== What the task requires ==
Only the lines with "snow" in the entries below belong in the answer; please copy them.
::: Records supplied
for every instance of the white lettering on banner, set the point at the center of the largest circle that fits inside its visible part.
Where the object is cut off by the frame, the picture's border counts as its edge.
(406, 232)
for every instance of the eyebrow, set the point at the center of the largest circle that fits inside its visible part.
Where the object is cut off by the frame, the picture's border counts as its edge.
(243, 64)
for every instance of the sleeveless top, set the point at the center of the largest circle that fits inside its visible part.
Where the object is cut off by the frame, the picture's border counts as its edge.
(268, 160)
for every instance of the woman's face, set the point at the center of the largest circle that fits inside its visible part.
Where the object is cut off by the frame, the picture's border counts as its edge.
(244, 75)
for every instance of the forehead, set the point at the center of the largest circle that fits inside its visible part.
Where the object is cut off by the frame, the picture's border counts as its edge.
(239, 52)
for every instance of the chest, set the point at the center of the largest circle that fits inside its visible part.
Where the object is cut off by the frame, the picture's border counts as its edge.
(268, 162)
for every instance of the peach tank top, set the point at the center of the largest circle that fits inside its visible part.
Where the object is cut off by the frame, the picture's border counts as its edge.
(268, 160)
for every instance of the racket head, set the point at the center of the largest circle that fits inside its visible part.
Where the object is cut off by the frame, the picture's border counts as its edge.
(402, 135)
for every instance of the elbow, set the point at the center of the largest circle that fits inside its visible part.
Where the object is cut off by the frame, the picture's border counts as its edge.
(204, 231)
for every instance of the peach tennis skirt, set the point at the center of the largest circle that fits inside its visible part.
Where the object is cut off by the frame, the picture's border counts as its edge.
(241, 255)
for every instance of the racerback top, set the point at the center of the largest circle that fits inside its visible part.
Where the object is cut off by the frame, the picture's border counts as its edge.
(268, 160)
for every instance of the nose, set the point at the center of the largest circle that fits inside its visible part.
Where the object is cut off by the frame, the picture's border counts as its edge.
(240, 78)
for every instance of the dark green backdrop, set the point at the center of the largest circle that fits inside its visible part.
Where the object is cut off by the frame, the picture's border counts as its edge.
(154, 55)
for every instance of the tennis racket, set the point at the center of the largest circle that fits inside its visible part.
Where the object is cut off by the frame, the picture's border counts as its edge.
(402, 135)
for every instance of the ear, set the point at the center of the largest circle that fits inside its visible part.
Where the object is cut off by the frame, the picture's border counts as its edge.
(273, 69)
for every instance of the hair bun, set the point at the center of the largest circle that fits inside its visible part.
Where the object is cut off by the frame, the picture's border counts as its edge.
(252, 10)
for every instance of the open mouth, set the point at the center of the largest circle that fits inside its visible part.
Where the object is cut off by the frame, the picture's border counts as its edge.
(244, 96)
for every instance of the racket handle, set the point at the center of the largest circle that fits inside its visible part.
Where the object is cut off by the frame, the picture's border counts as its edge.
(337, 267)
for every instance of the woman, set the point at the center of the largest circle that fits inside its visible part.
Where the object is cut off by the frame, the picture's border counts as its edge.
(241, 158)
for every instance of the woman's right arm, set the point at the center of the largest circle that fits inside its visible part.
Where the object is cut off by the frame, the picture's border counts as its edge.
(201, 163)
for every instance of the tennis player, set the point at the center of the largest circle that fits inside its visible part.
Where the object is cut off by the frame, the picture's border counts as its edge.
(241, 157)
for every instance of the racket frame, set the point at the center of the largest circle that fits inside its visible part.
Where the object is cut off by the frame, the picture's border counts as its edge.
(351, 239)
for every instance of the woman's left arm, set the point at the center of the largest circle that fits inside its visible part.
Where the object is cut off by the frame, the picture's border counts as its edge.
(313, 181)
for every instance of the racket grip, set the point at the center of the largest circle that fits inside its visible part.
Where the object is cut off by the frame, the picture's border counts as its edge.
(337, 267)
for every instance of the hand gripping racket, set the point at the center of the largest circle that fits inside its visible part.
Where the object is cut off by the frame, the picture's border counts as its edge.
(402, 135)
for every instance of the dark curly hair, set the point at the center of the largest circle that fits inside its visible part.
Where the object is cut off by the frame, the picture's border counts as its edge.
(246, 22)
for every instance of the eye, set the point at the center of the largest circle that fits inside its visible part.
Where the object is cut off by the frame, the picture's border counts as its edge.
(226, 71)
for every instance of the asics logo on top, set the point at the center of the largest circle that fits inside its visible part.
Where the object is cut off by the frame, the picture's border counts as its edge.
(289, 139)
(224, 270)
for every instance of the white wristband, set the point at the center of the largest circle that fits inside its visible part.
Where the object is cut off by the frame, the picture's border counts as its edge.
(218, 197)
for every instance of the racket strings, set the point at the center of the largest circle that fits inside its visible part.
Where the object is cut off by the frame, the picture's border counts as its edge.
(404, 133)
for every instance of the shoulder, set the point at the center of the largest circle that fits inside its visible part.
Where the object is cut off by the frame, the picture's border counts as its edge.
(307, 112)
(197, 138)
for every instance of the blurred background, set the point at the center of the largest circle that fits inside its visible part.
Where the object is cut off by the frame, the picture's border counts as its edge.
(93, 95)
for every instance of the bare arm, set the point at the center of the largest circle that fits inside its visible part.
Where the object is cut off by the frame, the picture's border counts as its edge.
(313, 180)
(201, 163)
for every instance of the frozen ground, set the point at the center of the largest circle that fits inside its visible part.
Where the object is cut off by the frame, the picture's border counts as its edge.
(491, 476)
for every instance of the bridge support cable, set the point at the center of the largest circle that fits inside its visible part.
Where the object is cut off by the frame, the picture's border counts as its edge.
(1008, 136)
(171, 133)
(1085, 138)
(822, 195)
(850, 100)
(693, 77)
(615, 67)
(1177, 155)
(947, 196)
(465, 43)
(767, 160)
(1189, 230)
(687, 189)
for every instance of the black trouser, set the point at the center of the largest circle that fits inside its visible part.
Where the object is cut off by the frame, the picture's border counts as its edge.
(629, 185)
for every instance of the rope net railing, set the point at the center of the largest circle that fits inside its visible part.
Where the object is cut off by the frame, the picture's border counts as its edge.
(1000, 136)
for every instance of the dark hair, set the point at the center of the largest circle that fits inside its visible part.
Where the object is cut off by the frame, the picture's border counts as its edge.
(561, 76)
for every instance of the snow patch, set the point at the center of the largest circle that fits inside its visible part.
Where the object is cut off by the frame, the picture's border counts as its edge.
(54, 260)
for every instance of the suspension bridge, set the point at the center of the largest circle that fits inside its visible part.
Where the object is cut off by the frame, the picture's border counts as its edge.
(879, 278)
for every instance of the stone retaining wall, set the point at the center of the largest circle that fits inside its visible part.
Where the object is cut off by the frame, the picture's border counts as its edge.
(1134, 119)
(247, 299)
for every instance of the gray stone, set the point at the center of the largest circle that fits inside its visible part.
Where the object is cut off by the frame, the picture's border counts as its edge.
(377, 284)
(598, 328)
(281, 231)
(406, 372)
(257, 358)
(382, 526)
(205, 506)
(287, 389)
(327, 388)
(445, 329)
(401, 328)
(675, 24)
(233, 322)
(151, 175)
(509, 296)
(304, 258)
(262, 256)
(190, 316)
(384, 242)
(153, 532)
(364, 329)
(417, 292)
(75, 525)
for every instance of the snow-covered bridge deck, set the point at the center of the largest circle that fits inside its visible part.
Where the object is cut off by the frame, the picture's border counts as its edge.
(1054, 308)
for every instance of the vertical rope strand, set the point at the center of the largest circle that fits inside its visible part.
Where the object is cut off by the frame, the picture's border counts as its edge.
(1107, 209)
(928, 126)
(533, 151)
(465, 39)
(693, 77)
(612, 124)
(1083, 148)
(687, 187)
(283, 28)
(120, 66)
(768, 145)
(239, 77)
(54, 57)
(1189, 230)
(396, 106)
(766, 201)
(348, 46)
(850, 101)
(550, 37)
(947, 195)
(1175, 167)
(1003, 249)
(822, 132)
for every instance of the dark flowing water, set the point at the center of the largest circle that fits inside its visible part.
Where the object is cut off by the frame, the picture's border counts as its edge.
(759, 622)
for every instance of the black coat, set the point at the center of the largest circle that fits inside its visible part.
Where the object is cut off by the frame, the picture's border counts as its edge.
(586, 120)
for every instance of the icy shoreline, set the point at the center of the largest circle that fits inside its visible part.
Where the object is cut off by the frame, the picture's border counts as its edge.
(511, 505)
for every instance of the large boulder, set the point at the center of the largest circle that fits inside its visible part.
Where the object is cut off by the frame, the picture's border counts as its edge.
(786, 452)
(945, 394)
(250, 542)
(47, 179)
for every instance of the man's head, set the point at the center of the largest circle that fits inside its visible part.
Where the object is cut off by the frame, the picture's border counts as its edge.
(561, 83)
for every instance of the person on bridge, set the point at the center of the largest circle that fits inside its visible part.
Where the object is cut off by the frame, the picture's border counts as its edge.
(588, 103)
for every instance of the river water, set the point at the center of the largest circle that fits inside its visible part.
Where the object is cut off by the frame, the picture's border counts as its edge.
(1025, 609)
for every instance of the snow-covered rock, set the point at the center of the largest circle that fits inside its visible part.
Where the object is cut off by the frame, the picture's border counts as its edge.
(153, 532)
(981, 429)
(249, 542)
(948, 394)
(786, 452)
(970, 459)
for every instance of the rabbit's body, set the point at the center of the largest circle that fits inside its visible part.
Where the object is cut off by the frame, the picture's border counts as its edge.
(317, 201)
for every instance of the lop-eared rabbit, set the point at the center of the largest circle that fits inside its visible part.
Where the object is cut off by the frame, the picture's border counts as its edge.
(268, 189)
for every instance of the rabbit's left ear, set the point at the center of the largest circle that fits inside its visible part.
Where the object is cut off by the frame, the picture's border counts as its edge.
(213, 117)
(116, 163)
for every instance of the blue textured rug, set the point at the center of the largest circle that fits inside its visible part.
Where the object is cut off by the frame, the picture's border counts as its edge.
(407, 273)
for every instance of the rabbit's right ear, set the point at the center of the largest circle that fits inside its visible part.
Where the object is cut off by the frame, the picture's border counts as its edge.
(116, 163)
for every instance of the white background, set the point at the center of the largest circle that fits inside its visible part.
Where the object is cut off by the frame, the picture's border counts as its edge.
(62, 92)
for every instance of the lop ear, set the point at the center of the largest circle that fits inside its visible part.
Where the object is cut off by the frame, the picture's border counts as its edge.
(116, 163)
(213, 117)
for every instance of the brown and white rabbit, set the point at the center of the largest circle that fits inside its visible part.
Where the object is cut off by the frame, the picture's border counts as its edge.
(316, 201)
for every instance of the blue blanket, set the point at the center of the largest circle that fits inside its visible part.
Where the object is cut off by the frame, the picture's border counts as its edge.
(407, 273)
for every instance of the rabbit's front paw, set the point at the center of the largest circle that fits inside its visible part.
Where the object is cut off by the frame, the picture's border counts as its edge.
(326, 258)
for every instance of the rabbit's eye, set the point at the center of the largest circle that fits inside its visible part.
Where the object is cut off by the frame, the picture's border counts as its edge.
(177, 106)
::::::
== Answer space ==
for every instance of the snow patch, set the point at the center of the largest circle that fits inside its visible part.
for every instance of the snow-covered bridge deck, set the point at the center of the largest circle that fits inside its visible part.
for every instance of the snow-covered rock, set the point at the center of the largest circle that fits inside its visible part.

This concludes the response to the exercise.